While standards are studied by music majors and meticulously composed, it always comes down to heart for Gelb. His engagement with the form is primarily emotional, and Future Standards focuses on matters of the heart, exploring and imploding the concept of love in its romantic, brotherly, and cosmic variations, gently suggesting that in fevered times, love and similarly "impossible things" are worth examining. "You know you're kind a slow and sweet buffering/Sultry release/Of the suffering from what the world brings," he sings on "Impossible Thing." "Now how, my heart sings/My, oh, my/You're my impossible thing." 

"Did you see that movie La La Land?" Gelb asks. 

I begin thinking about popcorn again. 

"That movie is as good as my album is, meaning it wasn't great, but there's no other movie like it," Gelb says. "There's such a grand lack of competition in [films] these days that it makes it significant. At the very end of that movie—and this is often true of almost any film, there's always this part in the movie when the writer delivers that line that sums up the entire film, what you just sat through and why, a one-line thing. But in this movie, that comes with a knowing glance between both characters right before the credits. In that little knowing glance and that half-smile they both give each other..." Gelb's voice trails off.

"Well, you have to see it. But that sums up the impossible nature of love and how it infiltrates everything we do. No matter what age."

• DATA
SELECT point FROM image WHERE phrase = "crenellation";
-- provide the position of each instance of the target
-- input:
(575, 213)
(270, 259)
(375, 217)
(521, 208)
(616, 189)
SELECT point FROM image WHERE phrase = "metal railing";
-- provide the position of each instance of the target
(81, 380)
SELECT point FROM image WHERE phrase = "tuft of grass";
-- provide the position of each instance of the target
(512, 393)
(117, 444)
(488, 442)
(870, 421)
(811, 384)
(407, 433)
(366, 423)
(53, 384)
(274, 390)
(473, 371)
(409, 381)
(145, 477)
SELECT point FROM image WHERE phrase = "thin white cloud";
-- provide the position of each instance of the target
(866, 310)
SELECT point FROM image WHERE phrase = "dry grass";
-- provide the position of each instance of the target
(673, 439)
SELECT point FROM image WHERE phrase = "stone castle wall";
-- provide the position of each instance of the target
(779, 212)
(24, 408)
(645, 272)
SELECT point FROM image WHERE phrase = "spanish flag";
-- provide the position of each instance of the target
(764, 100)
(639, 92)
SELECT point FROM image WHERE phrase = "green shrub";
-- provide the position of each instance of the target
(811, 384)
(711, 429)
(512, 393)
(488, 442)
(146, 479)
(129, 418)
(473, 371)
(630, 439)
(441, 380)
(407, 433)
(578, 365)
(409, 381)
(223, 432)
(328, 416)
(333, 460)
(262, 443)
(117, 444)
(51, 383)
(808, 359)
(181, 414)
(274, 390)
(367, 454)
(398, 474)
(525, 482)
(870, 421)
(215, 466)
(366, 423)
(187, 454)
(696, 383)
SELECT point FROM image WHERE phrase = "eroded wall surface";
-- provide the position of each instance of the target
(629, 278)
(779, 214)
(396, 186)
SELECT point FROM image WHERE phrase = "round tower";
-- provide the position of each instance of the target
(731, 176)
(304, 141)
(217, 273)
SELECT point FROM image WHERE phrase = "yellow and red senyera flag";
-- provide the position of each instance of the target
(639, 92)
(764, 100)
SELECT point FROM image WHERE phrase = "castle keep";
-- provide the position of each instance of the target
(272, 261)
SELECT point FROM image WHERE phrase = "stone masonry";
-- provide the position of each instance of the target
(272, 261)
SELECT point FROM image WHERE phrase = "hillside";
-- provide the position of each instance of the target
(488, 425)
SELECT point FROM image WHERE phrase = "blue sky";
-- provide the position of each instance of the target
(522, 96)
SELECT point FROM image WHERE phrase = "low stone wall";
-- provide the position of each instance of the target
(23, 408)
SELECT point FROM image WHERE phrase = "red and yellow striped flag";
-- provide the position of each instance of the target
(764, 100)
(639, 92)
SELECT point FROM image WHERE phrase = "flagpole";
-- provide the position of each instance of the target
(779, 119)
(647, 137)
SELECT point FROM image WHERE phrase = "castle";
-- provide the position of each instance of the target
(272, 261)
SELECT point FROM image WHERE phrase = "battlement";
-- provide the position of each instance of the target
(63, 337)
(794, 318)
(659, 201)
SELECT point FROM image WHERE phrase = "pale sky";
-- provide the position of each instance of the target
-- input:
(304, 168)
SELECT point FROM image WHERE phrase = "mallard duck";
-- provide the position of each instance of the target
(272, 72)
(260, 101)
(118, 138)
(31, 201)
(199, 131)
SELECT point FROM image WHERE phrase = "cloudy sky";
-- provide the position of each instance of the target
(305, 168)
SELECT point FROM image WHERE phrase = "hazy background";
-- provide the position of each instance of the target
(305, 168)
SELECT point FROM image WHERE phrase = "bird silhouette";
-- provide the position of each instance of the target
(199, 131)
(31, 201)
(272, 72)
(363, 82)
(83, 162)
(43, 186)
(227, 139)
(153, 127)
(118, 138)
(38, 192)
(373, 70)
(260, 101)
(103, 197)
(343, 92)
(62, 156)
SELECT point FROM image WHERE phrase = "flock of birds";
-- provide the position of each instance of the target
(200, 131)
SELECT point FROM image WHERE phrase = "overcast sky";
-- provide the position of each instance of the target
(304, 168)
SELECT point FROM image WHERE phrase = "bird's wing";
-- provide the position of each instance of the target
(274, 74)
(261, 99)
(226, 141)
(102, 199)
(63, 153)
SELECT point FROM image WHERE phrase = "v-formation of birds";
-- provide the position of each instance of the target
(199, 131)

• CHALLENGE 1
In the text about Gelb's album, which song includes the lyric "You're my impossible thing"?
• CHALLENGE 2
Rewrite the paragraph beginning "While standards are studied by music majors" from the text about Gelb as a shorter paragraph that keeps its main facts.

• REPLY 1
"Impossible Thing"

• REPLY 2
Although music majors study standards and they are meticulously composed, Gelb's engagement with the form is mainly emotional. His album Future Standards explores love in its romantic, brotherly, and cosmic forms, gently suggesting that in fevered times love and other "impossible things" are worth examining, as in the song "Impossible Thing."